Passage:
___

ANT6061H: Anthropology of Sexuality & Gender

This graduate research seminar explores the core genealogies of feminist anthropology and anthropology of sexuality, with a focus on how scholarly conversations which emerged in 20th century anglophone sociocultural anthropology reverberate in the discipline today. We will examine the theoretical and methodological innovations that scholars enacted in the shift from "women anthropologists" to an "anthropology of women" to feminist and transfeminist ethnography. We will also analyze the production on anthropological texts within colonial and postcolonial contexts as they connect with local and transnational understandings of sexuality and gender. In doing so, we will ask: How has the field as a whole responded to feminist critiques of knowledge production? Moreover, how has anthropology contributed to the emergence of today’s robust, transnational gender and sexuality studies? What is an anthropological approach to gender and sexuality? How ought anthropologists reconcile the prescriptivism of gender and sexual identity politics with the descriptivism of the ethnographic project? How does the anthropological perspective challenge assumptions about human gender and sexuality across culture and over time? What theoretical underpinnings hold together the core logics of the anthropological approach to gender and sexuality? Throughout, we will problematize normative cultural paradigms of: biological sex, social gender, and sexual attraction; kinship and marriage; masculine and feminine divisions of labor; and sexuality and gender in racializing and colonizing projects. Texts include works by scholars such as: Jafari Allen, Ruth Benedict, Tom Boellstorff, Dána-Ain Davis, Claude Levi-Strauss, Ellen Lewin, Martin Manalansan, Margaret Mead, Esther Newton, Elizabeth Povinelli, Gayle Rubin, Kamala Visweswaran, Gloria Wekker, Sasha Su-Ling Welland, Tiantian Zheng, and others. While the focus of this course is on sociocultural anthropology, the course is appropriate for graduate students from across the discipline, and students are invited to integrate related scholarly conversations in archaeology and biological anthropology into discussions and coursework.

___

Region pointing data:
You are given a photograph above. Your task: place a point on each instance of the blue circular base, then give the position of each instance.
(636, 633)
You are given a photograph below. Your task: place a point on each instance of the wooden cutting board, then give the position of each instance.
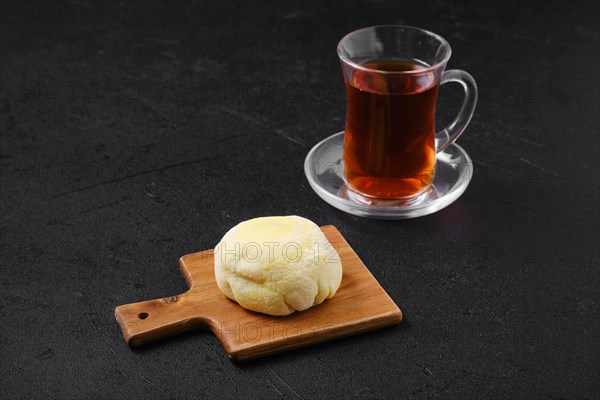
(359, 305)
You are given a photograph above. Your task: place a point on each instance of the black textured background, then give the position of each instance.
(134, 132)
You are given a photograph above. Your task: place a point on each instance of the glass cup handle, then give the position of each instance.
(448, 135)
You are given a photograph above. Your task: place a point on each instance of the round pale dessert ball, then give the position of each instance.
(277, 265)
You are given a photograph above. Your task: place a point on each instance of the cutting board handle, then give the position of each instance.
(151, 320)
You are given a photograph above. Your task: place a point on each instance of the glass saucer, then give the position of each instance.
(323, 169)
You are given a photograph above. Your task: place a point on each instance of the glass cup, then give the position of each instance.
(392, 75)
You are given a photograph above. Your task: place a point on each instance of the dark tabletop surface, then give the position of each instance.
(133, 133)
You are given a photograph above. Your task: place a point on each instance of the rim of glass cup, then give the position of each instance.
(433, 67)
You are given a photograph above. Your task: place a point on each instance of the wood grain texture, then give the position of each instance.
(359, 305)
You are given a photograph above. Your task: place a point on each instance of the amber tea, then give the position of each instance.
(389, 143)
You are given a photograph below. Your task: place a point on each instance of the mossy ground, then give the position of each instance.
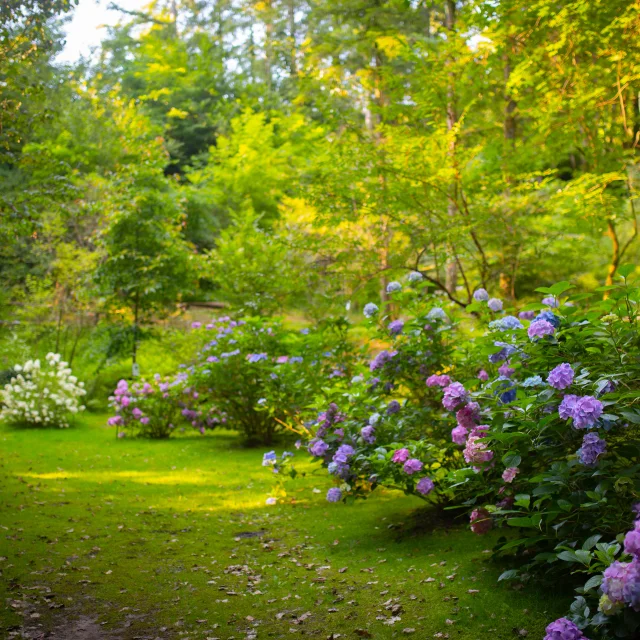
(172, 539)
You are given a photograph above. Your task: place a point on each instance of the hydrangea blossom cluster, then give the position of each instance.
(481, 522)
(592, 448)
(438, 381)
(392, 287)
(540, 328)
(561, 377)
(563, 629)
(621, 580)
(381, 359)
(157, 407)
(370, 310)
(481, 295)
(585, 410)
(508, 323)
(43, 395)
(395, 327)
(454, 395)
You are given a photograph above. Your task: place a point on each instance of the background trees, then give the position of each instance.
(482, 143)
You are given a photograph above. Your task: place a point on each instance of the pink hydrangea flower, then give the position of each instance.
(510, 473)
(401, 455)
(454, 395)
(438, 381)
(469, 415)
(412, 466)
(425, 486)
(459, 435)
(561, 377)
(540, 328)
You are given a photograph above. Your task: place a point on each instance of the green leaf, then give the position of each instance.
(569, 556)
(626, 270)
(508, 575)
(520, 522)
(593, 582)
(560, 287)
(511, 459)
(591, 542)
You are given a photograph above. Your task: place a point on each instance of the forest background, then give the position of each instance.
(292, 157)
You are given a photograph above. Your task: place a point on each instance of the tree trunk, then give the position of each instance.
(451, 278)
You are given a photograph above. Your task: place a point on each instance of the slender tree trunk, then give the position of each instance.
(293, 67)
(451, 277)
(507, 278)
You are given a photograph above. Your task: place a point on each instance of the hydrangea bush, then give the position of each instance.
(46, 394)
(532, 427)
(158, 407)
(263, 376)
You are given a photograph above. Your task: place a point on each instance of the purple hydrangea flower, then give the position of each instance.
(412, 466)
(370, 310)
(561, 377)
(344, 452)
(381, 359)
(454, 395)
(393, 407)
(269, 459)
(400, 455)
(563, 629)
(480, 295)
(459, 435)
(615, 578)
(476, 452)
(508, 323)
(424, 486)
(551, 301)
(368, 434)
(586, 412)
(469, 415)
(505, 370)
(632, 543)
(480, 520)
(540, 328)
(592, 447)
(318, 448)
(551, 318)
(565, 410)
(396, 327)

___

Tasks for this exercise:
1. Render this sentence from the course description in Spanish: "How does the anthropological perspective challenge assumptions about human gender and sexuality across culture and over time?"
2. Decide whether each statement agrees with the course description, answering yes or no and quoting the words of the course description that settle it. (a) The seminar is open only to students of sociocultural anthropology. (b) Works by Margaret Mead are among the course texts. (c) The seminar centers on conversations that emerged in 19th century anthropology.
3. According to the course description, students may bring scholarly conversations from which two fields into discussions and coursework?
The entries are separate material, unrelated to the course description.

Results for the exercise:
1. ¿Cómo cuestiona la perspectiva antropológica las suposiciones sobre el género y la sexualidad humanos a través de la cultura y a lo largo del tiempo?

2.
(a) No: "the course is appropriate for graduate students from across the discipline"
(b) Yes: "Texts include works by scholars such as" and "Margaret Mead"
(c) No: "scholarly conversations which emerged in 20th century anglophone sociocultural anthropology"

3. Archaeology and biological anthropology.